Highter's Heath (often Highters Heath) is a district and ward lying on the southern boundary of the city of Birmingham, UK.
The district of Highter's Heath lies immediately east of the Maypole. The first recorded use of the name dates from 1495 as Heyters Heath, however today the name is not one that is particularly in widespread use, indeed only three signposted references to the name exist, when entering the city along Maypole Lane, when entering the city from the bottom of Highters Heath Lane and in Major's Green.

South of Maypole Lane the area is often referred to as Hollywood, after the adjacent village in Worcestershire, whilst to the north the boundary with Warstock (and the wider B14 moniker of Kings Heath) is undefined. The area includes Daisy Farm Park.

Immanuel is the local parish church, behind which is located the local primary school. This is called Hollywood Primary School, so named because not only did the school open well after Highters Heath School, located at the far end of Highters Heath Lane in Warstock, but also because when the school was built in the early 1960s the city boundary still ran along Maypole Lane.

Referring expression pointing data
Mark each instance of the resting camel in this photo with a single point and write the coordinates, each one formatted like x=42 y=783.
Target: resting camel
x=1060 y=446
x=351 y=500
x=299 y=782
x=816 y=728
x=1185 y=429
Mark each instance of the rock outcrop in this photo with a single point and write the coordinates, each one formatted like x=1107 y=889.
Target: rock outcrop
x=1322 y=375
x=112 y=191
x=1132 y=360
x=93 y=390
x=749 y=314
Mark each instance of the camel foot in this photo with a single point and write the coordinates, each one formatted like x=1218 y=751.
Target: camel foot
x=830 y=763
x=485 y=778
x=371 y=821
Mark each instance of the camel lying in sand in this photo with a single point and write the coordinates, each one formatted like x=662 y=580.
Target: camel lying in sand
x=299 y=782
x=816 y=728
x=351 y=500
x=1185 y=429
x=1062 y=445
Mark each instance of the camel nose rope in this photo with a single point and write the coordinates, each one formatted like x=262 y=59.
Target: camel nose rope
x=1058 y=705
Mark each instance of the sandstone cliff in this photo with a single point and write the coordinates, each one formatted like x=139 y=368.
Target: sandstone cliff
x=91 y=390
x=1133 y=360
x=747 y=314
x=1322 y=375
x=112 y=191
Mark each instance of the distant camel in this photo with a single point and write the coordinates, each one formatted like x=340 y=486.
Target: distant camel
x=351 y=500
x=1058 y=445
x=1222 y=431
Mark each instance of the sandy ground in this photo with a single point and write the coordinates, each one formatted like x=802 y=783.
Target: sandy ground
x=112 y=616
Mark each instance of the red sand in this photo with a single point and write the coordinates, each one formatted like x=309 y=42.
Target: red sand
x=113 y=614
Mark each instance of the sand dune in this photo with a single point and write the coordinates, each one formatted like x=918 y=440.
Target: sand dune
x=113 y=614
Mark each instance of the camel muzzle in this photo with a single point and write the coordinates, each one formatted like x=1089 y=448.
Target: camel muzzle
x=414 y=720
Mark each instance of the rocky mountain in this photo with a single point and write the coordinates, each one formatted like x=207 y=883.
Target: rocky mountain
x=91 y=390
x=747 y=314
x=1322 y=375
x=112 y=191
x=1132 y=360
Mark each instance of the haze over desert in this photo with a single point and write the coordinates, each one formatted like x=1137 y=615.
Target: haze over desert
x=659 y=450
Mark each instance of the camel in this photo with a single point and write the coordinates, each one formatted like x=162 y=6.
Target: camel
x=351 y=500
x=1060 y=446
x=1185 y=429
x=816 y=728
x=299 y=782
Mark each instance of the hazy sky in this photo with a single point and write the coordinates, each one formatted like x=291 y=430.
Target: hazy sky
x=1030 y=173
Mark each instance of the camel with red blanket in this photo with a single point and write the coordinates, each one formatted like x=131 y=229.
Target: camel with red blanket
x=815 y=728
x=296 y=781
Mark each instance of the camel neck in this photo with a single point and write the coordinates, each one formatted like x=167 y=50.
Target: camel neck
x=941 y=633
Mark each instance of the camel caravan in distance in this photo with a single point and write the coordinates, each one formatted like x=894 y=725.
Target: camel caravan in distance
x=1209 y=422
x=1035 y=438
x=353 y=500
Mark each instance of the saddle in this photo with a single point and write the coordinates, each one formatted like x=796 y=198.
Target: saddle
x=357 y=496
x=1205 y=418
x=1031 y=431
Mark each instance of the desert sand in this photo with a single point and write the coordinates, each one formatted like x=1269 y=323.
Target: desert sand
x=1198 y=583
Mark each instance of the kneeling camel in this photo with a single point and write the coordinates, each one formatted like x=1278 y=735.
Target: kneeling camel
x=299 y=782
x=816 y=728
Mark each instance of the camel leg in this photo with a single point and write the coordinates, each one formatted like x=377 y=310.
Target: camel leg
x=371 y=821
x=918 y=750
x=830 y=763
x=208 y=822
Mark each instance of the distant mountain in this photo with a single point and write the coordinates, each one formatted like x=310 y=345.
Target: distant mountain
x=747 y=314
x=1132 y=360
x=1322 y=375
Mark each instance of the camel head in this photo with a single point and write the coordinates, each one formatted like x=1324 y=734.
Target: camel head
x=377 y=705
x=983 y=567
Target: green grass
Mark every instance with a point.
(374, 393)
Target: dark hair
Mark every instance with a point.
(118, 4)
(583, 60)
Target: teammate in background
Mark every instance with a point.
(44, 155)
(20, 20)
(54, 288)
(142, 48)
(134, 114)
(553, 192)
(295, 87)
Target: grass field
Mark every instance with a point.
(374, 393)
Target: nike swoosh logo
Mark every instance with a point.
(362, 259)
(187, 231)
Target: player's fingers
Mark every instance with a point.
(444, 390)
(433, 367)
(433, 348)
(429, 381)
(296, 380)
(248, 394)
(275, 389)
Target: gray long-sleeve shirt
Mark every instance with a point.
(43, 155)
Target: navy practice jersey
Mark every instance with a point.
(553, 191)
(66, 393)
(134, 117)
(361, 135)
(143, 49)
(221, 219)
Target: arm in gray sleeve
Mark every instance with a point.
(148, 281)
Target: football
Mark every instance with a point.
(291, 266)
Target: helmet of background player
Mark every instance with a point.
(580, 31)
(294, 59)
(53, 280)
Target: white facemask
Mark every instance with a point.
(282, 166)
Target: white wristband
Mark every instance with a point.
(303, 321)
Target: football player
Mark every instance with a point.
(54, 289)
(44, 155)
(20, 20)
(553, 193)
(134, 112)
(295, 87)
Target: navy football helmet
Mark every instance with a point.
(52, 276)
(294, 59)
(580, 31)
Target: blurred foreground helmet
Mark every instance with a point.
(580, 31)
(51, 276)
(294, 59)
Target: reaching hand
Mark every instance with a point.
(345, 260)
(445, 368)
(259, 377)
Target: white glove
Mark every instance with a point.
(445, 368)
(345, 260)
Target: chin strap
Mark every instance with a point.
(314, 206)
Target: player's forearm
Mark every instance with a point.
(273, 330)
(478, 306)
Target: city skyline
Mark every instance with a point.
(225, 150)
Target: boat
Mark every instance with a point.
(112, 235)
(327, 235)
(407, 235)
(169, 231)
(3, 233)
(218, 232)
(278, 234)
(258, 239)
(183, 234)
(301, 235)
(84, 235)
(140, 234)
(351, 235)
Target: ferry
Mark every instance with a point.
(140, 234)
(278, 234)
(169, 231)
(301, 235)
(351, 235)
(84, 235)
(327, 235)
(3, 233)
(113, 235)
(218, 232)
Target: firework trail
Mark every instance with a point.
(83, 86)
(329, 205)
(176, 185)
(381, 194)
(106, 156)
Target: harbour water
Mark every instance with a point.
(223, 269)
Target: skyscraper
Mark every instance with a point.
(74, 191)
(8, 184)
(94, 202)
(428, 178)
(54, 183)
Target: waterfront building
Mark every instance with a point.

COMPLETE THE FOLLOWING =>
1. Output the Highter's Heath passage word for word from "The district of" to "in Major's Green.".
2. Decide whether each statement agrees with the Highter's Heath passage. Answer yes or no and quote the deciding words: (a) The first recorded use of the name dates from 1495. (b) The northern boundary with Warstock is clearly defined. (c) Hollywood Primary School was built in the early 1960s.
3. Take the Highter's Heath passage further, starting after its last sentence.

ANSWERS TO EACH TASK =>
1.
The district of Highter's Heath lies immediately east of the Maypole. The first recorded use of the name dates from 1495 as Heyters Heath, however today the name is not one that is particularly in widespread use, indeed only three signposted references to the name exist, when entering the city along Maypole Lane, when entering the city from the bottom of Highters Heath Lane and in Major's Green.

2.
(a) Yes: "The first recorded use of the name dates from 1495 as Heyters Heath"
(b) No: "whilst to the north the boundary with Warstock (and the wider B14 moniker of Kings Heath) is undefined"
(c) Yes: "when the school was built in the early 1960s"

3.
== Transport ==
Maypole Lane is served by National Express West Midlands bus route 49 whilst Alcester Road South is served by bus nos. 664/665 and Glenavon Road is served by bus no. 2. Bus route 50 additionally serves the Maypole.

== Governance ==
Highter's Heath, as part of the reorganisation of local government in Birmingham, was made a single councillor electoral ward in May 2018 and includes Highter's Heath, Warstock, Maypole, and part of Yardley Wood. Adam Higgs of the Conservative Party was elected as the councillor for Highter's Heath on 7 May 2018, a position he retained in the elections of 2022 and 2026. As part of the Birmingham Selly Oak constituency, Highter's Heath is represented in the British Parliament by Alistair Carns of the Labour Party.